= Brontekst =
Sombere mogelijkheden
Aangenomen dus, dat Frankrijk, om een oorlog te vermijden, bukt voor de Italiaansche pretenties, hetzij in eens, hetzij in twee of drie tempo's, want wie den vinger heeft wil de heele hand. Of aangenomen, wat op 't zelfde neerkomt, dat Frankrijk en Italië slaags raken, terwijl de andere mogendheden werkeloos toezien, om te verijdelen dat de oorlog zich uitbreidt over den ganschen aardbodem. Frankrijk wint of Frankrijk verliest. Zonder oorlog zwichtend zal Frankrijk zijn beste strategische posities verbeuren, brok voor brok al zijn koloniale bezittingen inboeten, en afzakken tot den rang van kleine, satellietische mogendheid. Met een oorlog tegen Italië, hetzij gewonnen of verloren, zou Frankrijk zoodanig gehavend zijn in de lucht, ter zee, ter land, om niet te spreken van zijn financiën, van zijn moreel, van zijn bevolkingscijfer, dat de resultaten gelijkstaan met een onbloedige capitulatie. Als beslissende, of als equilibreerende militaire factor zou Frankrijk voor langen tijd, misschien voor immer zijn uitgeschakeld. Er zou in Europa nog slechts één leger zijn dat meetelt omdat het voortaan zonder een schot te lossen, zijn bevelen kan opleggen in 't Westen en in 't Oosten. Wij behoeven het niet eens te noemen. Wordt Frankrijk als militaire mogendheid geëlimineerd, of gereduceerd tot een macht waarmee men spotten kan, dan is elke kans op coalities en weerstand voor den duur van eeuwen verkeken. Alles valt in duigen, alles wordt meegesleurd door de eenige aantrekkingskracht die overblijft. Want ook Italië is deerlijk gehavend en buiten gevecht. Rusland traditioneel waardeloos, gedesorganiseerd, omkoopbaar. De overige komen niet in aanmerking naast den Germaanschen kolos.

= Gegevens =
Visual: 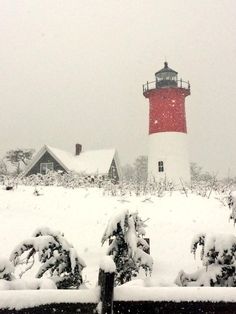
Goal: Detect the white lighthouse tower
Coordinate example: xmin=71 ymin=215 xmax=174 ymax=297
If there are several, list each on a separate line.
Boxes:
xmin=143 ymin=62 xmax=190 ymax=185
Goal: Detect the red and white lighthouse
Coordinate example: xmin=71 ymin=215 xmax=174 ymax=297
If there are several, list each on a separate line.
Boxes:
xmin=143 ymin=62 xmax=190 ymax=184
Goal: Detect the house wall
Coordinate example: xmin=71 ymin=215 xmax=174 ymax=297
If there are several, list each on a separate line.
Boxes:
xmin=26 ymin=152 xmax=66 ymax=176
xmin=108 ymin=159 xmax=120 ymax=182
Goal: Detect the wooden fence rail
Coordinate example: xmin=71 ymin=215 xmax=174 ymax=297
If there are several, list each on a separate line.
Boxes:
xmin=0 ymin=270 xmax=236 ymax=314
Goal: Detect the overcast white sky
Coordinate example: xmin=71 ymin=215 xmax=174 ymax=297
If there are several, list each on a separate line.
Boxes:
xmin=0 ymin=0 xmax=236 ymax=175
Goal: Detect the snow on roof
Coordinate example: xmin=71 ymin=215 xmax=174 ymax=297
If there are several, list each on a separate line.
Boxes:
xmin=45 ymin=145 xmax=116 ymax=174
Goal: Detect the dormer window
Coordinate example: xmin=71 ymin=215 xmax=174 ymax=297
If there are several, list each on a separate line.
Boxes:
xmin=158 ymin=161 xmax=164 ymax=172
xmin=40 ymin=162 xmax=54 ymax=174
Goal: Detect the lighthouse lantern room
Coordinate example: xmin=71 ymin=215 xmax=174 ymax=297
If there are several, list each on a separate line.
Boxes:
xmin=143 ymin=62 xmax=190 ymax=185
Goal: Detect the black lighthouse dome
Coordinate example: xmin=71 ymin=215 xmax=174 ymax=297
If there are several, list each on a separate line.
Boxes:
xmin=155 ymin=62 xmax=178 ymax=88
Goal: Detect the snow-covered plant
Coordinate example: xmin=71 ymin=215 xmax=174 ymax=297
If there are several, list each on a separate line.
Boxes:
xmin=0 ymin=258 xmax=15 ymax=281
xmin=228 ymin=191 xmax=236 ymax=224
xmin=10 ymin=228 xmax=86 ymax=289
xmin=102 ymin=210 xmax=153 ymax=285
xmin=175 ymin=234 xmax=236 ymax=287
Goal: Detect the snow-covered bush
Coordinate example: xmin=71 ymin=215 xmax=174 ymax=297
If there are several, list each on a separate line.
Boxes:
xmin=0 ymin=258 xmax=15 ymax=281
xmin=10 ymin=228 xmax=86 ymax=289
xmin=228 ymin=191 xmax=236 ymax=224
xmin=0 ymin=278 xmax=57 ymax=290
xmin=175 ymin=234 xmax=236 ymax=287
xmin=102 ymin=210 xmax=153 ymax=285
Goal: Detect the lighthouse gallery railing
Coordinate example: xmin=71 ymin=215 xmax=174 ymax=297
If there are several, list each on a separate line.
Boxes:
xmin=143 ymin=79 xmax=190 ymax=93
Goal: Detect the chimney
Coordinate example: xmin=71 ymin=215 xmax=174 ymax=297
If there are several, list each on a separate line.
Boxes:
xmin=75 ymin=144 xmax=82 ymax=156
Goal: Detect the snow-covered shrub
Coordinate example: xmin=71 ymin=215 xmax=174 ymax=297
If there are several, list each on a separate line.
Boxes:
xmin=102 ymin=210 xmax=153 ymax=285
xmin=0 ymin=278 xmax=57 ymax=290
xmin=10 ymin=228 xmax=86 ymax=289
xmin=228 ymin=191 xmax=236 ymax=224
xmin=175 ymin=234 xmax=236 ymax=287
xmin=0 ymin=258 xmax=15 ymax=281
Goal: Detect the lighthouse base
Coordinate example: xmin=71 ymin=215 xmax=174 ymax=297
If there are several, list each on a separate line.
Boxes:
xmin=148 ymin=132 xmax=190 ymax=186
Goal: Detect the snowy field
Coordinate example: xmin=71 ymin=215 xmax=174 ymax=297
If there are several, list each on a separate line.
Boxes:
xmin=0 ymin=186 xmax=233 ymax=288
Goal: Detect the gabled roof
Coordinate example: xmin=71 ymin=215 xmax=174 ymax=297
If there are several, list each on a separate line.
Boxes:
xmin=23 ymin=145 xmax=120 ymax=176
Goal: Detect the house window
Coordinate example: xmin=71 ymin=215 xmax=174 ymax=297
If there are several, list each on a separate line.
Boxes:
xmin=158 ymin=161 xmax=164 ymax=172
xmin=40 ymin=162 xmax=54 ymax=174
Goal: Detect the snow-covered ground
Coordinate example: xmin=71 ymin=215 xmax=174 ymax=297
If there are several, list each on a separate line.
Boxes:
xmin=0 ymin=186 xmax=232 ymax=288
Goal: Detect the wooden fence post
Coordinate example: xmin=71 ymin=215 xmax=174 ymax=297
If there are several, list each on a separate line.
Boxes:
xmin=98 ymin=256 xmax=116 ymax=314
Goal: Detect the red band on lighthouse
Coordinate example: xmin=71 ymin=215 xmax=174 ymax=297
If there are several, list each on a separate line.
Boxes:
xmin=147 ymin=88 xmax=190 ymax=134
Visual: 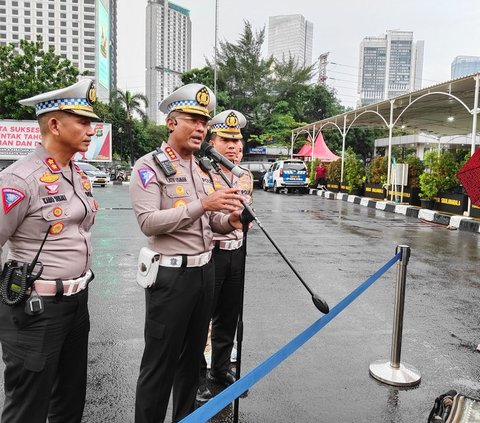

= Doel van opdracht =
Tot welke rang zou Frankrijk volgens de brontekst afzakken wanneer het zonder oorlog zwicht? De rijen zijn afkomstig uit een andere bron.

= Uw antwoord =
Tot den rang van kleine, satellietische mogendheid.